*Supplied passage*.
Bigger questions
Harry McGee
This half of the Politics blog has been away for the past couple of weeks. The village in the Swiss Bernese Oberland that I stayed in had the connectivity of rural Ireland. That, added to the extortionate rates that O2 charge for data roaming abroad (and I’m sure it is no exception) meant that little news from Ireland came through.
I write this on my first day back, having no knowledge of the Bord Snip Nua report other than a couple of headline cuts it has proposed, plus its overall target. I also know that when I get a chance to trawl through it, little will surprise me.
There are a couple of general philosophical points to be made about the McCarthy group, its remit and its outlook. My colleague’s Fintan O’Toole’s column today (read it here) demonstrates amply the narrow ideological base of the group and the skewed outlook they may have on what some people in society should except and what others in society deserve.

*Information provided*.
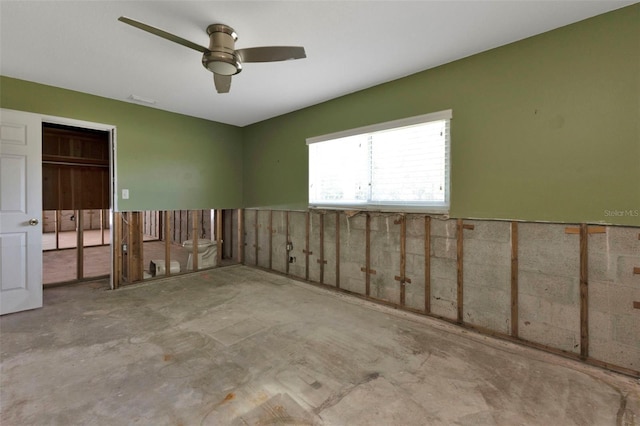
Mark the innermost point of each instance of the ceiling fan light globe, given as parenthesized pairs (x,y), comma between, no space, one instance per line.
(222,68)
(221,63)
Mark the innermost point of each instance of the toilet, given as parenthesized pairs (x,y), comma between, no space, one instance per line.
(207,253)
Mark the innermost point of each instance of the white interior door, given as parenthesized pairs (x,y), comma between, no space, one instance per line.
(20,211)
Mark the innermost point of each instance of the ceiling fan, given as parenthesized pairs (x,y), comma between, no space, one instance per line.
(221,57)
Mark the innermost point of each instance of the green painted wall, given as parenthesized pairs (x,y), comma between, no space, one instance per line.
(167,161)
(544,129)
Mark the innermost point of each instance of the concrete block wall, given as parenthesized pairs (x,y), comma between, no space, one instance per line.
(384,258)
(415,262)
(547,296)
(487,275)
(614,323)
(279,259)
(352,253)
(549,285)
(444,270)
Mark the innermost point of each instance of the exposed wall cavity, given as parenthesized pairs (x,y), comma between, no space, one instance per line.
(569,289)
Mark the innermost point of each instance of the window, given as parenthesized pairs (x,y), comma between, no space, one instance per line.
(399,165)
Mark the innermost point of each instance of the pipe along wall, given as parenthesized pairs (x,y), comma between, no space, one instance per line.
(568,289)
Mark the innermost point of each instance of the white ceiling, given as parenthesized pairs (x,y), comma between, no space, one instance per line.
(350,45)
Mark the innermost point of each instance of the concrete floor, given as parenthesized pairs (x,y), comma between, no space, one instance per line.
(238,346)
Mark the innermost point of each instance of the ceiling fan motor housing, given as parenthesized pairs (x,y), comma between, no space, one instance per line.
(222,57)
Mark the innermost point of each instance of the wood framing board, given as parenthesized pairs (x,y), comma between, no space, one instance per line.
(514,279)
(427,264)
(321,261)
(306,251)
(584,291)
(240,238)
(80,245)
(402,279)
(367,258)
(140,252)
(194,238)
(167,242)
(116,280)
(255,233)
(288,239)
(219,235)
(460,275)
(337,249)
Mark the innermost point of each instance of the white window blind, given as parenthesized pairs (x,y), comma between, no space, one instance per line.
(399,165)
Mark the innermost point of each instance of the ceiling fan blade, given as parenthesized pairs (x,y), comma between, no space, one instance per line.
(222,82)
(163,34)
(271,53)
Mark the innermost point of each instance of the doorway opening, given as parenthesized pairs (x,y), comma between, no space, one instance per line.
(76,194)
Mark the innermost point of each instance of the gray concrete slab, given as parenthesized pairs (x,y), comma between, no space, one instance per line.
(238,346)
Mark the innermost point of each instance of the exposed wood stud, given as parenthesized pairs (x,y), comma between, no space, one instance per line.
(287,253)
(57,222)
(240,238)
(218,220)
(167,243)
(584,291)
(321,261)
(337,249)
(80,244)
(255,227)
(403,259)
(591,230)
(116,280)
(140,251)
(367,269)
(427,264)
(460,254)
(270,229)
(102,211)
(514,279)
(307,226)
(129,222)
(194,238)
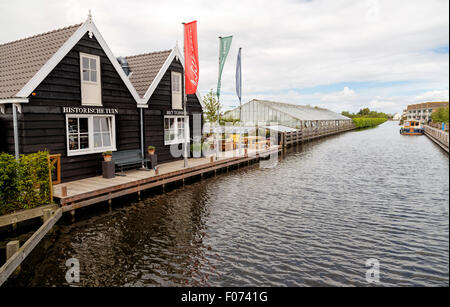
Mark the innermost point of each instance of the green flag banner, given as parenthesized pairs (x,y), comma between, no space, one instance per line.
(225,44)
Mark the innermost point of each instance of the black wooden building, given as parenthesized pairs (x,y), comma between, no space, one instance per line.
(71,96)
(158,78)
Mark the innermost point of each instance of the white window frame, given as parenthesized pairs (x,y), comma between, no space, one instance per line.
(186,130)
(91,149)
(97,83)
(176,93)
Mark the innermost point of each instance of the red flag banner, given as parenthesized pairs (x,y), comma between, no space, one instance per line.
(191,57)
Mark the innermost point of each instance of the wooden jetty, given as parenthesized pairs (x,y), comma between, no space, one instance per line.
(16,254)
(438,136)
(85,192)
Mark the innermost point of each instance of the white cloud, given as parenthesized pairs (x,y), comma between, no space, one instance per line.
(433,96)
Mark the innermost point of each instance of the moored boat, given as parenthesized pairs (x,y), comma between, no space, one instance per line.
(412,127)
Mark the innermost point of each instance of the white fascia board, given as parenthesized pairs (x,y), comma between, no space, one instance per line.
(52,62)
(159,76)
(45,70)
(175,53)
(114,62)
(14,100)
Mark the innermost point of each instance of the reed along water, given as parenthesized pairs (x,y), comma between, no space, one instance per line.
(313,220)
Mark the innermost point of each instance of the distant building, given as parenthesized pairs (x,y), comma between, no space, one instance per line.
(290,115)
(423,111)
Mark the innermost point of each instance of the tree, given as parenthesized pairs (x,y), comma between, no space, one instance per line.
(363,112)
(440,115)
(212,107)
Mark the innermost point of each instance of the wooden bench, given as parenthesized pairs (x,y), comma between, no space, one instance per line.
(126,158)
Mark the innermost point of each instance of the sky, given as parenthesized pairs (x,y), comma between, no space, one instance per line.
(337,54)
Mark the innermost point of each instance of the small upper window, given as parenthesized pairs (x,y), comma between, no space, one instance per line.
(91,92)
(89,68)
(177,93)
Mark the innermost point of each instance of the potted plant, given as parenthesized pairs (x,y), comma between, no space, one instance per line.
(151,150)
(107,155)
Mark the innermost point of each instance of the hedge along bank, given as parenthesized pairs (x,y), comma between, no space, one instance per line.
(368,122)
(24,184)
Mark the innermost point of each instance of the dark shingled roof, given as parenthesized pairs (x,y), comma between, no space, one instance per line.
(144,68)
(21,60)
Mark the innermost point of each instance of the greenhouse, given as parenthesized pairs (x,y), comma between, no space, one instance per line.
(264,112)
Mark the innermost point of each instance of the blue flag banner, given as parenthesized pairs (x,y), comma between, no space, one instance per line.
(239,76)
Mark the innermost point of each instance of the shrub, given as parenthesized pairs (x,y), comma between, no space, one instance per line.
(24,184)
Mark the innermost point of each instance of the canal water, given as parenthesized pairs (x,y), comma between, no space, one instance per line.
(313,220)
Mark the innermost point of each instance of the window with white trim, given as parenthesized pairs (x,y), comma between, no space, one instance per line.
(91,94)
(175,130)
(177,92)
(88,134)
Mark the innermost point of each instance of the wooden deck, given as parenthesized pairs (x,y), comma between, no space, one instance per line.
(93,190)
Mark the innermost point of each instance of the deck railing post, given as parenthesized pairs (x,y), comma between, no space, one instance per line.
(11,248)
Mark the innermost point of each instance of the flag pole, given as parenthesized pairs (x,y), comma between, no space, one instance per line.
(184,104)
(240,103)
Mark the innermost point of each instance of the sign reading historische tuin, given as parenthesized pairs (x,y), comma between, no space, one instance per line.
(87,110)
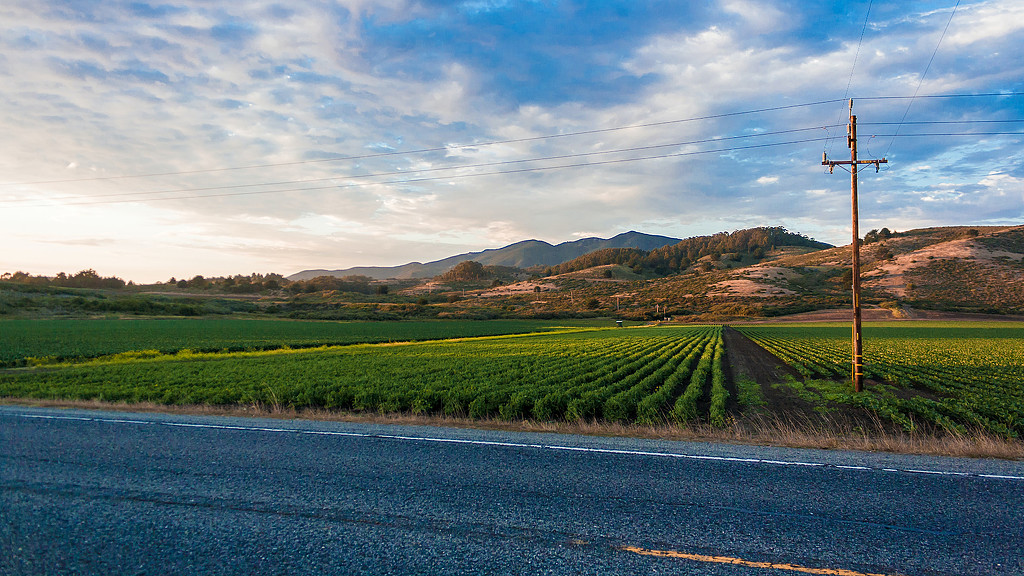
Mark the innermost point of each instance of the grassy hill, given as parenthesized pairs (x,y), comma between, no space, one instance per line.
(759,273)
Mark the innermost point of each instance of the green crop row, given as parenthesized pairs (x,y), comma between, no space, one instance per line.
(622,375)
(25,341)
(964,376)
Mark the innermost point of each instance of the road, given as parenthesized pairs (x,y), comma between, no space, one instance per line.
(84,492)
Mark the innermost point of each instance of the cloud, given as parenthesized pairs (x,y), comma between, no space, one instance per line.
(187,88)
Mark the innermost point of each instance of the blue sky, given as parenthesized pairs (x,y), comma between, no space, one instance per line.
(151,139)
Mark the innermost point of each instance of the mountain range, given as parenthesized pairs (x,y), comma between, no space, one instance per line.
(520,254)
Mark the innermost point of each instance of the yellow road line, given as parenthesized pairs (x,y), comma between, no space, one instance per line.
(747,563)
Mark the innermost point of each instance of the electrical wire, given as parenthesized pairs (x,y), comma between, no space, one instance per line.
(442,168)
(445,177)
(429,150)
(849,83)
(922,81)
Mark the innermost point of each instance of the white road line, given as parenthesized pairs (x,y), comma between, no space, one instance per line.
(518,445)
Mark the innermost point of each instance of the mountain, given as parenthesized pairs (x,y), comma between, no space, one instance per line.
(963,269)
(521,254)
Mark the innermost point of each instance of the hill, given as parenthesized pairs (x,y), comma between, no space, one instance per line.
(963,269)
(522,254)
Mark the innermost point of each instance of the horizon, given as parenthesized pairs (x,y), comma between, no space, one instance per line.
(148,141)
(290,274)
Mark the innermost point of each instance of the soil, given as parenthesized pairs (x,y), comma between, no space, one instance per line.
(748,360)
(884,315)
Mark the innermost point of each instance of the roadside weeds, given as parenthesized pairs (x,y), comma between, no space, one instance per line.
(759,429)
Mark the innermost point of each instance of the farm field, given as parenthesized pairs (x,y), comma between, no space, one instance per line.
(951,374)
(957,376)
(58,339)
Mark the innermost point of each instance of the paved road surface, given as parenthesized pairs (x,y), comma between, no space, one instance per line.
(118,493)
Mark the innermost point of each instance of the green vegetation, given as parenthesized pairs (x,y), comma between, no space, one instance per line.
(574,374)
(27,341)
(950,375)
(752,243)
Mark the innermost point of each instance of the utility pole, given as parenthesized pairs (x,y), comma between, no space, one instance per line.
(858,356)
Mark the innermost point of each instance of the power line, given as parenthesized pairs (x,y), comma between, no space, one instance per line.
(430,150)
(445,177)
(927,68)
(442,168)
(853,68)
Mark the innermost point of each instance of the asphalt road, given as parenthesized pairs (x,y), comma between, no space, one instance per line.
(117,493)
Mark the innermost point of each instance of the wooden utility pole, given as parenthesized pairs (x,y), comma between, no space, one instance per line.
(858,357)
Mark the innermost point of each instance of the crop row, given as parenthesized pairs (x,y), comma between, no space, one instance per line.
(649,375)
(964,377)
(23,341)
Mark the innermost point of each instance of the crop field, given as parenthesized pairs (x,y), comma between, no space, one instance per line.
(960,376)
(649,375)
(968,374)
(24,341)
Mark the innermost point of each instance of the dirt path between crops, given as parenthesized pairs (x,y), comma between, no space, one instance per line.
(748,360)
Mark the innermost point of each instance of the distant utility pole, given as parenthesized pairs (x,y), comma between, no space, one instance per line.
(858,357)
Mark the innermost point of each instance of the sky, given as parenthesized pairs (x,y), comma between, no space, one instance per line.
(157,139)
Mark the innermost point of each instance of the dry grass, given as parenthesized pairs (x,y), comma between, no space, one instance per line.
(759,430)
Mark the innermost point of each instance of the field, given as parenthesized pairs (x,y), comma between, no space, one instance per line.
(952,375)
(941,376)
(23,341)
(648,375)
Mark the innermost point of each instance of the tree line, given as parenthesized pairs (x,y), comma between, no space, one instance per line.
(755,242)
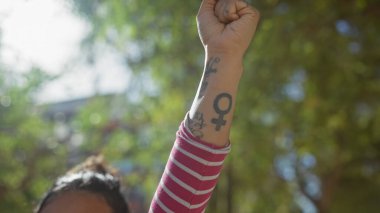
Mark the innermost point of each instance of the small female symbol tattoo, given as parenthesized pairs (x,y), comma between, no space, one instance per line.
(219,122)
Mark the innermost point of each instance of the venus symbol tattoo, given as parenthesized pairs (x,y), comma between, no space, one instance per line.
(219,122)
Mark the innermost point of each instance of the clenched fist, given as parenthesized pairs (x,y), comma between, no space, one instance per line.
(227,26)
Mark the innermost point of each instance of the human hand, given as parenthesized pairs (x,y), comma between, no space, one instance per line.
(227,34)
(225,10)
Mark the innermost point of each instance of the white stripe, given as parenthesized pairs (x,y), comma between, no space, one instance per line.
(174,196)
(181,201)
(187,187)
(166,209)
(193,173)
(196,158)
(225,150)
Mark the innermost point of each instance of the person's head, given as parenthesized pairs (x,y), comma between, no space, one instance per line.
(89,187)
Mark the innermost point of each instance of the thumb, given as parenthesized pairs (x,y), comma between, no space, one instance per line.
(207,6)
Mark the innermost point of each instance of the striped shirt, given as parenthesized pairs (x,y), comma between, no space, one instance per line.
(190,175)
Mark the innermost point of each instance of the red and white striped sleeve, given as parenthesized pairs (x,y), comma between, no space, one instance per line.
(190,175)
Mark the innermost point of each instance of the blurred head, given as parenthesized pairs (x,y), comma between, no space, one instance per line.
(89,187)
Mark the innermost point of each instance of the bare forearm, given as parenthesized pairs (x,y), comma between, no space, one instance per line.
(211,113)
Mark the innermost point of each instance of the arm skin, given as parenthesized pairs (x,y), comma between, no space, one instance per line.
(226,28)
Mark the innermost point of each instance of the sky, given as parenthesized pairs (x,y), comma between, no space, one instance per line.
(45,33)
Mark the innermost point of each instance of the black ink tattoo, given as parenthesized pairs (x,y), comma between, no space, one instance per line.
(219,122)
(209,69)
(196,124)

*What you need to do*.
Translate this sentence from the politics blog post above into Spanish: "The village in the Swiss Bernese Oberland that I stayed in had the connectivity of rural Ireland."

*Answer in full*.
El pueblo del Oberland bernés suizo en el que me alojé tenía la conectividad de la Irlanda rural.